** WORK TO COMPLETE **
**A)** In the family-history passage, what percentage of Northern Indian ancestry does the writer's DNA test show?
**B)** Extend the family-history passage, beginning after its final sentence about the writer's Nan.

That tattoo certainly made me learn about what being Jewish ... or not, was all about. 
Not that I really ran into much racism the years I had it on my hand sticking out like a sore thumb, apart from a butcher I knew who would always corner me and ask me if I was Jewish, and when I would half lie to him and tell him I was not, he would then tell me Jewish jokes, which to be honest most were pretty funny.
I decided after a few years of having the tattoo that it could get me into some serious trouble if I didn't get it removed, so I did.
But I did get another star tattooed on my right arm a year, or two ago.
Lucky for me that I plan on getting cremated then I guess, and not buried;-)
At least I didn't have to go through school with my father's father's German Jewish surname of Schultz, because my Nan changed my father's surname to his Irish step-father's surname when WW II was raging.
Ironically, growing up in Australia and going to school in the late 60s and 70s as I did and having a German sounding surname like Schultz probably would have got me into more strife because of the anti-German feeling at the time and the popularity of such TV shows as 'Hogan's Heroes':-) 
I remember when growing up as a child how war games were popular in the playground at school or in the neighbourhood where one group was the "good guys"/Australians and the other side were the "bad guys"/Germans/Japanese.
I remember sitting on the couch at home as a young child watching the American TV show 'Combat' and telling my father how I was going to join the army and kill Germans when I grew up.
He said to me, "how do you know that you aren't German?"
I said to him, "because I'm not."
And  he said, "you sure about that?"
And then he said, "your grandfather was German."
Then I thought maybe I need to think about a career change then:-)
I found out years later that while my grandfather was German, he was from a line of German Jews, not that my father was told, either ... until I found out from a family tree going back to Germany:-)
His mother (my Nan) was from Scottish/Celtic/German[?] blood, with a bit of Indian in there somewhere, too.
Which is why my DNA test shows 1% Northern Indian and why my relatives from her line show various %s of Northern Indian DNA, too.
But she was Catholic through and through.
And she was the only really religious person I knew of in my immediate family.

** Stored entries **

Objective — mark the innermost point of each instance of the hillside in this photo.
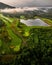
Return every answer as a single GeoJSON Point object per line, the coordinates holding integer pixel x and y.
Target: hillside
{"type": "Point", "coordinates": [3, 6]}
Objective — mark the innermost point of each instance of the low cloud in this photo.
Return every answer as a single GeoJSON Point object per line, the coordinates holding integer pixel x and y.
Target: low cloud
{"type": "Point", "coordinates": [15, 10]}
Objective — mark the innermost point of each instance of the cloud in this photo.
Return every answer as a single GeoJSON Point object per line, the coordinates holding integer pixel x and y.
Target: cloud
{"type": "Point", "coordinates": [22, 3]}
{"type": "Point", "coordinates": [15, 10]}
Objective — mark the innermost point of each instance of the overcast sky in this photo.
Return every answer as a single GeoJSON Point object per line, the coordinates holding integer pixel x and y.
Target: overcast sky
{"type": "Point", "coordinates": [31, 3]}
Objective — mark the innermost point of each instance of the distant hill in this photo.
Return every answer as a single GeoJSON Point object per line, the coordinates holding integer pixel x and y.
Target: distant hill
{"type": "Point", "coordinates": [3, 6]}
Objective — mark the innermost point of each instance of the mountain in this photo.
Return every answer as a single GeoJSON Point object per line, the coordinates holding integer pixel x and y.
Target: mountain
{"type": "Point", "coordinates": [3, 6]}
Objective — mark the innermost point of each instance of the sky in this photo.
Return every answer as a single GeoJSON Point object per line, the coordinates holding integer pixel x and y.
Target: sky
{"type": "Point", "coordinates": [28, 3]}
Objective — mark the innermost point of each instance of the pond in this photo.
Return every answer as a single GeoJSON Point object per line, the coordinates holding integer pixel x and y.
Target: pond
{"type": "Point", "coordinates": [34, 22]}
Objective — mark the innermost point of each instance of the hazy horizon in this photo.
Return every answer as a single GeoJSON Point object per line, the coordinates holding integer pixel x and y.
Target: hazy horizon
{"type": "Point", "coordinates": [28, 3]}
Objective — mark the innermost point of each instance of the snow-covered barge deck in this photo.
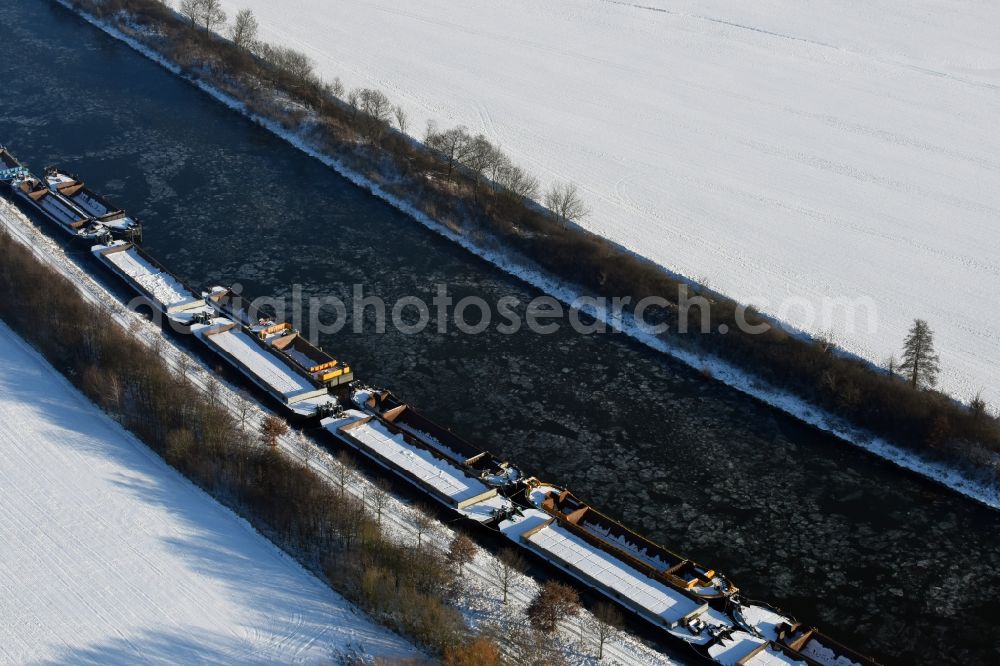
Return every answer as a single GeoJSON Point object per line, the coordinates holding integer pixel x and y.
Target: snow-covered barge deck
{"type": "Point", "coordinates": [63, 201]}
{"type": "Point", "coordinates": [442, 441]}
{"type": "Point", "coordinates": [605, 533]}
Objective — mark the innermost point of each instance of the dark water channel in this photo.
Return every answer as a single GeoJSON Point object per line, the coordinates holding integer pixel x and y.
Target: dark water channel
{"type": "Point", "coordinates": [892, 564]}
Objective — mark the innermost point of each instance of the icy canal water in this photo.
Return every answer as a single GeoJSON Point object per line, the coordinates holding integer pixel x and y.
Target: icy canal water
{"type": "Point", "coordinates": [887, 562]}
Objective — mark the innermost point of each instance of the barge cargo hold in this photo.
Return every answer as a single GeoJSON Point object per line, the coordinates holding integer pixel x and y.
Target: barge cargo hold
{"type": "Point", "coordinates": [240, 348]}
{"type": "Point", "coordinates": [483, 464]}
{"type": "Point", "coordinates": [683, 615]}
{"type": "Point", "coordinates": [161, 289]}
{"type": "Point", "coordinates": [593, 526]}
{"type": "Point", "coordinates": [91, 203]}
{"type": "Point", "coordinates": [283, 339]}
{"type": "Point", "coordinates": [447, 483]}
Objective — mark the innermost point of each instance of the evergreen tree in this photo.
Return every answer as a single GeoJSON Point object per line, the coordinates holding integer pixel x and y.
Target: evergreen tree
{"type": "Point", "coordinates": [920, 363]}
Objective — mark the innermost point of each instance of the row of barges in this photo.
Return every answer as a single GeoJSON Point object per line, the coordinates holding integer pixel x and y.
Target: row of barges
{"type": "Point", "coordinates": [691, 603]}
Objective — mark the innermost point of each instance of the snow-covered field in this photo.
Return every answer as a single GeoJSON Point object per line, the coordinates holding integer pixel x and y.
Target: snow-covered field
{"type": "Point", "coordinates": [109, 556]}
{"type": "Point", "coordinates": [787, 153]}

** RESULTS FOR EACH TASK **
**A)** The writer's DNA test shows 1% Northern Indian ancestry.

**B)**
Her house reminded me of the haunted house rides at the amusement parks with all the bleeding Jesus statues and crucifixes on her walls:-)
My mother and father weren't religious at all, and my father would often tell me that all religion is just made up man-made garbage.
My parents had me baptized Church of England when I was born and that was that as far as religion went in my parents home.
As far as religion went it was just the stuff I was taught at school and what things Nan would tell me about her religion.
My mother's mother though was like a closet pagan and would take me to the city with her to have our tea cups read and fortunes told, and while she was officially an Anglican like me, she didn't practice religion like my dad's mother did.
And oddly enough she would take me up the road to the Catholic Church hall to play bingo, and she was protestant:-)   
I would see all of the horse racing pictures on the walls of the hall and go back home and tell my father I wanted to be a Catholic, and he would say something like over my dead body, not in this house.
Maybe in hindsight, he literally saved my ass back then with all the allegations to come out years later?-)
Spotlight (2015)
I did toy with converting to Roman Catholicism in my early 20s, because I like the ritual of Holy Communion and various other rituals and beliefs, but I could never get past the dogma, so I became a Liberal Catholic as a compromise.
At least I don't have to convert to Judaism to follow God according to the rabbi in the You Tube above;-)
I like un-kosher seafood way too much to convert to become a religious Jew, not that a lot of "religious" Jews I know keep dietary kosher laws anyway.
Ironically, even though I'm not religious, one of the podcasts that I like to listen to each week is one called 'Too Jewish' out of 
And guess what town Lee Marvin died in?
Tucson, Arizona, I found out while doing some research for this post.